■ **Source records**
________________________________________

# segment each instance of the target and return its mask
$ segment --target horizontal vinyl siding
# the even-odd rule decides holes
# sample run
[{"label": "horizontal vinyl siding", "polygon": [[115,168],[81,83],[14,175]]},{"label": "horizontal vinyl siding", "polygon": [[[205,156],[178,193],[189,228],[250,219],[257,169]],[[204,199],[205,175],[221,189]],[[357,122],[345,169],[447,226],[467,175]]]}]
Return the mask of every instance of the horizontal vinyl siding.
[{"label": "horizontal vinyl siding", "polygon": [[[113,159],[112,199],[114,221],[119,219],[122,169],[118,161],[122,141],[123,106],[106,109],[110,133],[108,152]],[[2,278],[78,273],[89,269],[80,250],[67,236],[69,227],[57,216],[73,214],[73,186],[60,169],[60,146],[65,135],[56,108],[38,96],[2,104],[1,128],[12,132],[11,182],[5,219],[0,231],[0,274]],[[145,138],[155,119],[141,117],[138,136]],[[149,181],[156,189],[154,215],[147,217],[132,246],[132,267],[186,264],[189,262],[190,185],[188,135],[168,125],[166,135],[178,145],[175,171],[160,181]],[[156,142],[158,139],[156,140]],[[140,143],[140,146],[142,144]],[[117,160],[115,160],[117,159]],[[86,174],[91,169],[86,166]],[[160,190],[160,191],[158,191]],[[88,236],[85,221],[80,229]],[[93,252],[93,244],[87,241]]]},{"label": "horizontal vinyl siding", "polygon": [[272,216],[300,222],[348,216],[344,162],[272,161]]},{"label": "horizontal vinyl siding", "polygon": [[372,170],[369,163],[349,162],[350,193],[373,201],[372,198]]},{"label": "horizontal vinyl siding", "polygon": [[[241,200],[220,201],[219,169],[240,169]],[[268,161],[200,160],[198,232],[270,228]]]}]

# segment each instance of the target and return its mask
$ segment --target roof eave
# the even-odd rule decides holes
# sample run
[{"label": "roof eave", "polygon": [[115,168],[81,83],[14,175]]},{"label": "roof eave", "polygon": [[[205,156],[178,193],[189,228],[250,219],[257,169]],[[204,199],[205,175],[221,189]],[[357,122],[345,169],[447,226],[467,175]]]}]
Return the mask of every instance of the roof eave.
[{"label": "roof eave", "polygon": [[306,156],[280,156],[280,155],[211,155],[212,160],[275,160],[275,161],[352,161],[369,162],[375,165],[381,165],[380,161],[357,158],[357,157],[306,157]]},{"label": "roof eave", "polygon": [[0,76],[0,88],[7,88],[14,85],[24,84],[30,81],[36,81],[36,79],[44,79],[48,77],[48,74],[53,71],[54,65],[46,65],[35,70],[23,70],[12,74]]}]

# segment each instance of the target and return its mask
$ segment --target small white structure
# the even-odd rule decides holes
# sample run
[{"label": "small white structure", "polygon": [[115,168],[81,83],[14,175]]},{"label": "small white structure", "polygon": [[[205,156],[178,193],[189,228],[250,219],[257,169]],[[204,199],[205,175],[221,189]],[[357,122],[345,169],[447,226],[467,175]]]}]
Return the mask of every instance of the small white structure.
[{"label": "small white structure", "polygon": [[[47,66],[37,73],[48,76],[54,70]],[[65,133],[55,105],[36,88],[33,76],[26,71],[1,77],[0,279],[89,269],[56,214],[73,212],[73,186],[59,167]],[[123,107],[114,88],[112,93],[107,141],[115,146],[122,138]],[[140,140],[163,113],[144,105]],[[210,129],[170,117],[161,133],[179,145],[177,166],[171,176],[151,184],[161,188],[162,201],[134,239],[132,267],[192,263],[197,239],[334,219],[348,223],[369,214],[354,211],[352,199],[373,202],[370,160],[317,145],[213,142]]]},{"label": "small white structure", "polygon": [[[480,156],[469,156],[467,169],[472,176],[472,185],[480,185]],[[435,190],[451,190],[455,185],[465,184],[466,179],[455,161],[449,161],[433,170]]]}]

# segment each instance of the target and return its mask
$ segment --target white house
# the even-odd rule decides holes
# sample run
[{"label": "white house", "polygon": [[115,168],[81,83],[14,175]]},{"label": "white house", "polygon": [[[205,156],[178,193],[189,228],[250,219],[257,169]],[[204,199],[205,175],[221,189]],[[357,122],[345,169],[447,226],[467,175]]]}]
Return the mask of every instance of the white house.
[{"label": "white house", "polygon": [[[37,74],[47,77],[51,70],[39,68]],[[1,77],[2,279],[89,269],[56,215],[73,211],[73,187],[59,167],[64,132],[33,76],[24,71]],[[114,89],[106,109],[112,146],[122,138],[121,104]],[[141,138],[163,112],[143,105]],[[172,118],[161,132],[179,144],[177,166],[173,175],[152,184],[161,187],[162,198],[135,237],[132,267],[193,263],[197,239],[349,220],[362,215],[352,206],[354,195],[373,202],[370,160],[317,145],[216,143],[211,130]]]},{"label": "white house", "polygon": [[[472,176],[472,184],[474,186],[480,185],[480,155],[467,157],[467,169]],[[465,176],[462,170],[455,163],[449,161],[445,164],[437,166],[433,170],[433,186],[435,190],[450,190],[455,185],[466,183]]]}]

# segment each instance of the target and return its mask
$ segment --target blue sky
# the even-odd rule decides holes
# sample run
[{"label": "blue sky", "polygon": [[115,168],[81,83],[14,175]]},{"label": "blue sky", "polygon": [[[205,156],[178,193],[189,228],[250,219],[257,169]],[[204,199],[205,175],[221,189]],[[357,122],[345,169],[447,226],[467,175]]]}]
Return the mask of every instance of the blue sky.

________________________________________

■ **Problem description**
Each line above that contains the word "blue" should be copied.

■ **Answer space**
$ segment --target blue sky
[{"label": "blue sky", "polygon": [[115,168],[81,83],[14,175]]},{"label": "blue sky", "polygon": [[[205,156],[178,193],[189,228],[250,219],[257,169]],[[204,199],[205,175],[221,189]],[[357,122],[345,169],[447,226],[467,175]]]}]
Return the mask of every instance of the blue sky.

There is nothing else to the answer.